Tareas por realizar:
a: Enumere todas las acciones que, en el texto sobre la esperanza cristiana, aparecen introducidas por las formas «nos permite» o «nos permiten».
b: Prosiga el texto sobre la esperanza cristiana a partir de su última oración, con un párrafo del mismo tono.
--- Fragmento del texto ---
La esperanza cristiana

La esperanza es, precisamente, lo que nos permite caminar hacia el futuro, confiando en aquellos brotes que nos preanuncian la plenitud que anhelamos y que, además, nos permiten vencer los temores. Pues la vida humana tiene lugares donde surgen esos brotes de esperanza. Pensemos en la experiencia del amor, que contiene siempre una promesa de eternidad y permite a los enamorados imaginar un futuro de nuevas posibilidades. O en la experiencia de la generación de un hijo, donde, en el asombro por el nacimiento del hijo, experimentamos que en el origen de todo lo que somos y hacemos hay un don, un “tú” que nos ha reglado el don de la vida sin esperar nada a cambio; un gran amor que nos ha acogido en una familia y ha velado en todo momento por nosotros.

Pero todas estas esperanzas, por sí solas, se quedan cortas. Si podemos acogerlas es porque brilla ya en ellas esa gran esperanza de la que hablaba el papa emérito Benedicto XVI en su encíclica Spe salvi (cf. nº 39). Es la esperanza de Dios, la confianza de que la vida puede llegar a su meta y vencer todos los temores, incluido el de la muerte: esta esperanza es como la pepita de oro que brilla en el fondo de la batea, dando su verdadera medida a las esperanzas cotidianas.

El encuentro con el amor de Jesús contiene una promesa que nos hace capaces de esperar por encima de nuestras fuerzas. Cuando nos apoyamos en Cristo, estamos seguros de que él puede garantizar la esperanza más grande, aquella que va más lejos del simple optimismo. Esta es la verdadera esperanza teologal, porque tiene su sentido (logos) en la bondad de Dios (theos): Dios tiene un plan universal para salvarnos y lo ha realizado en su Hijo Jesús. Una tal esperanza nos permite apoyarnos en Dios como futuro absoluto y no en nuestros propios proyectos o planes, sometidos a tantas limitaciones: esta es la seguridad que da la esperanza.
--- Conjunto de datos ---
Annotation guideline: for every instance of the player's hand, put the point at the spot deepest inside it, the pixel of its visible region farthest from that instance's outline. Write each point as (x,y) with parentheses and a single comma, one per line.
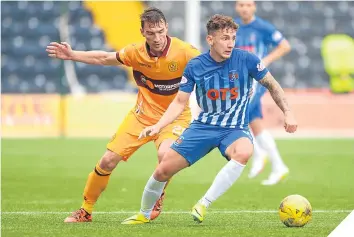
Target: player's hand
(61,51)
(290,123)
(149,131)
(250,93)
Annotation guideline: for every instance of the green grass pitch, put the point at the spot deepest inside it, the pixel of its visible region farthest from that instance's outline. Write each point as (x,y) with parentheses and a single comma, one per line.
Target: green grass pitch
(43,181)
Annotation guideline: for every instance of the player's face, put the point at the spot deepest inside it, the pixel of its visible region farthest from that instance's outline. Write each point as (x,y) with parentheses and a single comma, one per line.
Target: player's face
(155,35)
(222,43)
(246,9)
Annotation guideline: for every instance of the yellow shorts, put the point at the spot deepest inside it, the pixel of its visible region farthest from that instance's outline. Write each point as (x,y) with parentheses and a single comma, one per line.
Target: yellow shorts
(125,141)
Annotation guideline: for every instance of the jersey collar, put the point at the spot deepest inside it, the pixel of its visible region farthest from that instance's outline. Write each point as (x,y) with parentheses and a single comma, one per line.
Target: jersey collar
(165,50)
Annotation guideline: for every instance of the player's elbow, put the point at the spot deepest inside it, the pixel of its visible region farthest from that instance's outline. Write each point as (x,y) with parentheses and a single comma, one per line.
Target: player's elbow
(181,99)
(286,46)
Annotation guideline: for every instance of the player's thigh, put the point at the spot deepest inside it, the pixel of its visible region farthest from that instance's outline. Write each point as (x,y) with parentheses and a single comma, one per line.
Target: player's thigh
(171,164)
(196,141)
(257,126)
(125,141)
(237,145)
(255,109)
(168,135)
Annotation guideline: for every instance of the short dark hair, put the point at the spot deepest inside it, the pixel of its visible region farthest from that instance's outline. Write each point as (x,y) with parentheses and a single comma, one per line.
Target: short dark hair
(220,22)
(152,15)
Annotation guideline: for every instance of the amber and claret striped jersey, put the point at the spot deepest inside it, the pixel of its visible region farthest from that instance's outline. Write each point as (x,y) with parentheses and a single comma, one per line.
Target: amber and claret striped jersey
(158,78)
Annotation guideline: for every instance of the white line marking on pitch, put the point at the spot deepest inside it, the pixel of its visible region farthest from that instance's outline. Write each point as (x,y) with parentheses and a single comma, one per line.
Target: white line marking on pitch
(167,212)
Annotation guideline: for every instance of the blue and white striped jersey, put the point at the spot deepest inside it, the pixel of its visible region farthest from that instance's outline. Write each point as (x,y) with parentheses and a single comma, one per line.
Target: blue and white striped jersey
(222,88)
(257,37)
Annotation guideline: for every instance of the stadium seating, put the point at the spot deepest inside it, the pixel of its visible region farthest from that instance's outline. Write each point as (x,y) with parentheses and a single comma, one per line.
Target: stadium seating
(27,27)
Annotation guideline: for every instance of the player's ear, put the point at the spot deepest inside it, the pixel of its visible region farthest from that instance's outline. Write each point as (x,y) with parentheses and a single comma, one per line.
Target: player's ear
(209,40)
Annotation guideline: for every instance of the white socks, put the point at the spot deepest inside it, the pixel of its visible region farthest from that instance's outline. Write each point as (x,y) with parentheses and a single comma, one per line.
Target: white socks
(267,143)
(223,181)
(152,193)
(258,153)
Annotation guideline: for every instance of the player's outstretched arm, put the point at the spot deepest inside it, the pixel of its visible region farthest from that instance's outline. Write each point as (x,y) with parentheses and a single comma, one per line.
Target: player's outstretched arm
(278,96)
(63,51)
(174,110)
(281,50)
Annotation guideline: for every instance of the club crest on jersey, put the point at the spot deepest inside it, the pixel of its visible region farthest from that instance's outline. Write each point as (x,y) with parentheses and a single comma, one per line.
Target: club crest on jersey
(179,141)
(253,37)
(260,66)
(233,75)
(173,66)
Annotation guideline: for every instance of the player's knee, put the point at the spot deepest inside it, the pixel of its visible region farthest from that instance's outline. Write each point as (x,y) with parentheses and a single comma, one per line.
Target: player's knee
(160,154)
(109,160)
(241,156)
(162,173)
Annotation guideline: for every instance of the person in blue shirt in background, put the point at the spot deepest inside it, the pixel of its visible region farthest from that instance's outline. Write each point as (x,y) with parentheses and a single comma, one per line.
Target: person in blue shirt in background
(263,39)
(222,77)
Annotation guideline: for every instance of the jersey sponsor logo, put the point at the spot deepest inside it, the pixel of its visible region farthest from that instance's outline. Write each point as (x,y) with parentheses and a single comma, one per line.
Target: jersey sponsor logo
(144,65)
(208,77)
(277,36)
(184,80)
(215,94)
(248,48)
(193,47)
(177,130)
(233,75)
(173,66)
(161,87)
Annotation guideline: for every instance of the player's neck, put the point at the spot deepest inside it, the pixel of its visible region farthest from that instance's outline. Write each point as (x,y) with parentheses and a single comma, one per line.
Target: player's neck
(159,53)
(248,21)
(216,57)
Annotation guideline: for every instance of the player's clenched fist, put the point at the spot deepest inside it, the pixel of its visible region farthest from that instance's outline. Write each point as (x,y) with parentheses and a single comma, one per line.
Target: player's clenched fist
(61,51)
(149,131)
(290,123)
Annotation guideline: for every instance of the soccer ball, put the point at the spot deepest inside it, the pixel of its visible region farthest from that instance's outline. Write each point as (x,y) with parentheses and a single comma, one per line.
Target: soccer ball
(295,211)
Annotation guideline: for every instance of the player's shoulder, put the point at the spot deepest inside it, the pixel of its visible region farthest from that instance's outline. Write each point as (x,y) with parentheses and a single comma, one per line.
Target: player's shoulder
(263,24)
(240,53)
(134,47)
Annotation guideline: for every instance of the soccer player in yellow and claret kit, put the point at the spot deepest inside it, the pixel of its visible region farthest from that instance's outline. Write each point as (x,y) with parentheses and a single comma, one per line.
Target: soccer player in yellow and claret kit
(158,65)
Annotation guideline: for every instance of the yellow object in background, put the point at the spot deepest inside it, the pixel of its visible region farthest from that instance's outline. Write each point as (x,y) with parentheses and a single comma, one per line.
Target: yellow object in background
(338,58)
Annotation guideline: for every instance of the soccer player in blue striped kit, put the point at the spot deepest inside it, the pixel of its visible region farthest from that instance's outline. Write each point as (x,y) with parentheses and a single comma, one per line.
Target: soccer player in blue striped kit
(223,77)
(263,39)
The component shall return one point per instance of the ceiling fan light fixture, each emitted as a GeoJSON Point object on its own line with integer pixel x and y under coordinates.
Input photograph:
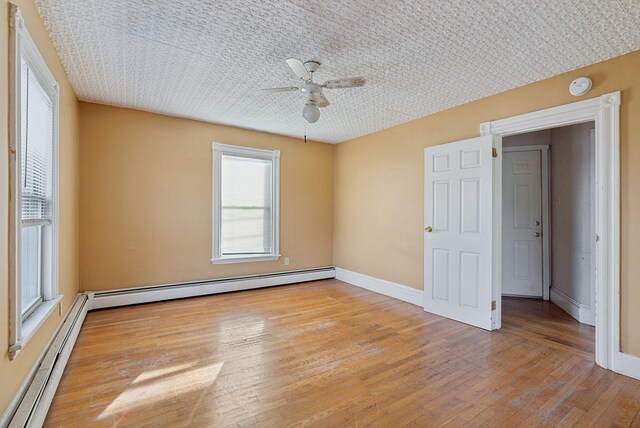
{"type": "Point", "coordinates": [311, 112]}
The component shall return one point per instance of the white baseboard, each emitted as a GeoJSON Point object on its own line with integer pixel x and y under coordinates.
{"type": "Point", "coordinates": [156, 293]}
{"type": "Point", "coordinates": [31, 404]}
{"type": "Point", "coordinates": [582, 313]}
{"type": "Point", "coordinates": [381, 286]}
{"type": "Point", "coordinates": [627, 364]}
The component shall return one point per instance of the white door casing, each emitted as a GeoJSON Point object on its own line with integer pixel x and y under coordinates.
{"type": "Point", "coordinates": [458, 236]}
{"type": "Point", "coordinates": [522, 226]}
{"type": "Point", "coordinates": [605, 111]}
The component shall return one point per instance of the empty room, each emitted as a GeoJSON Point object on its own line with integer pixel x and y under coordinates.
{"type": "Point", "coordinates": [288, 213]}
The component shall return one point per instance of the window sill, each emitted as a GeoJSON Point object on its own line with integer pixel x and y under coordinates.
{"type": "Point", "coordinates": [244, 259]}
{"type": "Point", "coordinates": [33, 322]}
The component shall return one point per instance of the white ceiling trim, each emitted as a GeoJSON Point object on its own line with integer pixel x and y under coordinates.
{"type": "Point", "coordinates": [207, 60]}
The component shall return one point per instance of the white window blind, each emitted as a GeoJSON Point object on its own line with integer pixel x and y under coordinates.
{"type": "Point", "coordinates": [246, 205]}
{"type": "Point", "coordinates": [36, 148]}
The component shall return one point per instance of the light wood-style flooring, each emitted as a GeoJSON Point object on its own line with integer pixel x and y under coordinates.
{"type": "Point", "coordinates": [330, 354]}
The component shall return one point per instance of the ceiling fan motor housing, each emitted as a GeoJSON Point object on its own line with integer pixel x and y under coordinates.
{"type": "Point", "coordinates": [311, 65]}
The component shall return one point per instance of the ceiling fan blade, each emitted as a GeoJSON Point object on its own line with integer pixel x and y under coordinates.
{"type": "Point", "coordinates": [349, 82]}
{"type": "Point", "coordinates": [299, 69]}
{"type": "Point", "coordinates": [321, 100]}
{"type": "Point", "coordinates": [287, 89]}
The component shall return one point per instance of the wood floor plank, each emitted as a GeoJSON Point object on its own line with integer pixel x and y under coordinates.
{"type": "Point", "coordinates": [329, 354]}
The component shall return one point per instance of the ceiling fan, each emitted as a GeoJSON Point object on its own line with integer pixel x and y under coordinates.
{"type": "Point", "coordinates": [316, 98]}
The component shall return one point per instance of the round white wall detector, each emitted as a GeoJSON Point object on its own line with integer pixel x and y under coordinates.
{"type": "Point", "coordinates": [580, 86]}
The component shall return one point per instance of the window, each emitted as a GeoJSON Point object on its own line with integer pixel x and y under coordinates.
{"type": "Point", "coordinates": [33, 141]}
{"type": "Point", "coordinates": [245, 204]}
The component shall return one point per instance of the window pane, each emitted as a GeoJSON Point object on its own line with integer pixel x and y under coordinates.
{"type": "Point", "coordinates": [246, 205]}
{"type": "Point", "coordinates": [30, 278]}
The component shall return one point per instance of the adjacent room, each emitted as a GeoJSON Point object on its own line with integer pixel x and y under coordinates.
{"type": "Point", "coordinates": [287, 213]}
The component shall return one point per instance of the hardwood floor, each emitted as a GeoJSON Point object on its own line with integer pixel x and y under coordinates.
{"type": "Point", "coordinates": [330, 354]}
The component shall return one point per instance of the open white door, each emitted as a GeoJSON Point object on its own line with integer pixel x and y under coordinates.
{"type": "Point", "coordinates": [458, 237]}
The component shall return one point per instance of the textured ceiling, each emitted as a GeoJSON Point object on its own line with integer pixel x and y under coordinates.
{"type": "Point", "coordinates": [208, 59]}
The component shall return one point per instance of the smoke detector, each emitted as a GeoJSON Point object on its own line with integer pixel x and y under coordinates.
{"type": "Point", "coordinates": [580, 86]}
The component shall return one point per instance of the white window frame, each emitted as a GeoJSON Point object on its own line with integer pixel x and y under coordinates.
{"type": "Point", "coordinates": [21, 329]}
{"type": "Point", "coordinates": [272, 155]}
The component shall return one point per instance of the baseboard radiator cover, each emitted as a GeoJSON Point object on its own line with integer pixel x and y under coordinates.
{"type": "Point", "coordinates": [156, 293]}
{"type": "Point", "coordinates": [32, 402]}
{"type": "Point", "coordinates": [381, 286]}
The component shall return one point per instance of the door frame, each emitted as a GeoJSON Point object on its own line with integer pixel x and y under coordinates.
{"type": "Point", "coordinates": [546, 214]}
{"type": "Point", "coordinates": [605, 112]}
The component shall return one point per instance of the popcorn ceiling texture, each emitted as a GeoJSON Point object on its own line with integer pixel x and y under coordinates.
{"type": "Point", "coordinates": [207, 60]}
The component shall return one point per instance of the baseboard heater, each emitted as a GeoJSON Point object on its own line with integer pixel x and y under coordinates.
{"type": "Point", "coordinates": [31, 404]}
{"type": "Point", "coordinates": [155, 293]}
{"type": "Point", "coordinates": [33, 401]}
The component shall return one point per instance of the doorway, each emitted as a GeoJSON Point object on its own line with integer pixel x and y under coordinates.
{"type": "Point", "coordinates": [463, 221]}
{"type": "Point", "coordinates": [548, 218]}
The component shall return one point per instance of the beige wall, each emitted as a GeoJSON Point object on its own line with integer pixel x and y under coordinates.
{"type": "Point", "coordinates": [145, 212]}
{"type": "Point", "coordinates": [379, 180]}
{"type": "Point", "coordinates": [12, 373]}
---
Respuestas:
a:
- caminar hacia el futuro
- vencer los temores
- apoyarnos en Dios como futuro absoluto

b:
La esperanza, entendida cristianamente, parte de la convicción de que contamos con el apoyo divino para llegar a la meta. Aunque no lo merezcamos. Aunque seamos frágiles y hayamos merecido no contar con dicha ayuda. “Señor, tú lo sabes todo, tú sabes que te quiero” (Jn 21,17): esta afirmación de san Pedro, al saberse mirado misericordiosamente por el Señor, es un resumen de toda su vida y es, también, la expresión de su confianza en Aquel que ha dado su vida por él. Dios no solo se revela como final del camino, sino también como camino. Él nos invita a llegar a Él no porque podamos hacerlo solos, apoyados en nuestras propias fuerzas, sino porque nos ofrece su sostén en el camino.

La esperanza y la fe están inseparablemente unidas entre sí y con la caridad. Las tres virtudes teologales expresan la nueva vida que Cristo nos ha regalado o, lo que es lo mismo, la manera fresca, novedosa y hasta transgresora de relacionarnos con Dios y con la realidad entera. Lo propio de la esperanza es que para alcanzar su objetivo no se apoya en sus propias fuerzas: es la fe la que nos asegura que la fuerza de Dios es más grande que la debilidad humana y que los ataques del mal. Por eso la esperanza no defrauda (cf. Rm 5,3-5) y no puede ser domesticada por los que detentan los resortes del poder, por ello acaba siendo considerada por el mundo como un elemento subversivo.

Vivir de la esperanza no suprime los problemas de nuestras vidas. Ha sido así en todas las épocas. Nunca en nuestra historia, tras el pecado original, ha existido un “paraíso terrenal”. Esperar en Dios no significa eliminar el sufrimiento, sino abrir a este último un horizonte: entender que en cualquier situación, por difícil y trágica que sea, puede haber una fecundidad, un fruto, porque el dolor, después de haber sido asumido definitivamente por Cristo, puede despertar el amor y hacerlo madurar.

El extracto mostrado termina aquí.